**给定文本**
**********
准备json数据

users.json

  1. [{"name":"张三" ,"age":18} ,{"name":"李四" ,"age":15}]

注意,必须得是一行,不能是换行的.

Maven依赖

  1. <dependencies>
  2. <dependency>
  3. <groupId>org.apache.spark</groupId>
  4. <artifactId>spark-sql_2.11</artifactId>
  5. <version>2.1.1</version>
  6. </dependency>
  7. </dependencies>
  8. <build>
  9. <plugins>
  10. <!-- 打包插件, 否则 scala 类不会编译并打包进去 -->
  11. <plugin>
  12. <groupId>net.alchim31.maven</groupId>
  13. <artifactId>scala-maven-plugin</artifactId>
  14. <version>3.4.6</version>
  15. <executions>
  16. <execution>
  17. <goals>
  18. <goal>compile</goal>
  19. <goal>testCompile</goal>
  20. </goals>
  21. </execution>
  22. </executions>
  23. </plugin>
  24. </plugins>
  25. </build>

代码

  1. import org.apache.spark.sql.SparkSession
  2. object CreateDataFrame {
  3. def main(args: Array[String]): Unit = {
  4. val sparkSession = SparkSession.builder()
**********
**采集数据**
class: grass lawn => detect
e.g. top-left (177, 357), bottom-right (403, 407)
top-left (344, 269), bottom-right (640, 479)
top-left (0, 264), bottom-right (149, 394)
**********
**任务说明 1**
对照上面的Spark SQL教程，判断下列三条说法是否相符，每条回答“是”或“否”，并原文引出起决定作用的文字：(a) users.json 里的数据必须写在一行内；(b) spark-sql 依赖的版本是 2.2.0；(c) 用作打包插件的是 maven-shade-plugin。
**任务说明 2**
按上面的Spark SQL教程，不加打包插件会有什么后果？
**任务说明 3**
接着上面的Spark SQL教程往下写，从代码最后一行之后开始。

**结果 1**
(a) 是：“注意,必须得是一行,不能是换行的.”
(b) 否：“<version>2.1.1</version>”
(c) 否：“<artifactId>scala-maven-plugin</artifactId>”

**结果 2**
scala 类不会编译并打包进去。

**结果 3**
  5. .appName("CreateDataFrame")
  6. .master("local[2]")
  7. .getOrCreate()
  8. val dataFrame = sparkSession.read.json("E:\\ZJJ_SparkSQL\\demo01\\src\\main\\resources\\users.json")
  9. dataFrame.createOrReplaceTempView("user")
  10. dataFrame.cache()
  11. sparkSession.sql("select * from user").show()
  12. sparkSession.stop()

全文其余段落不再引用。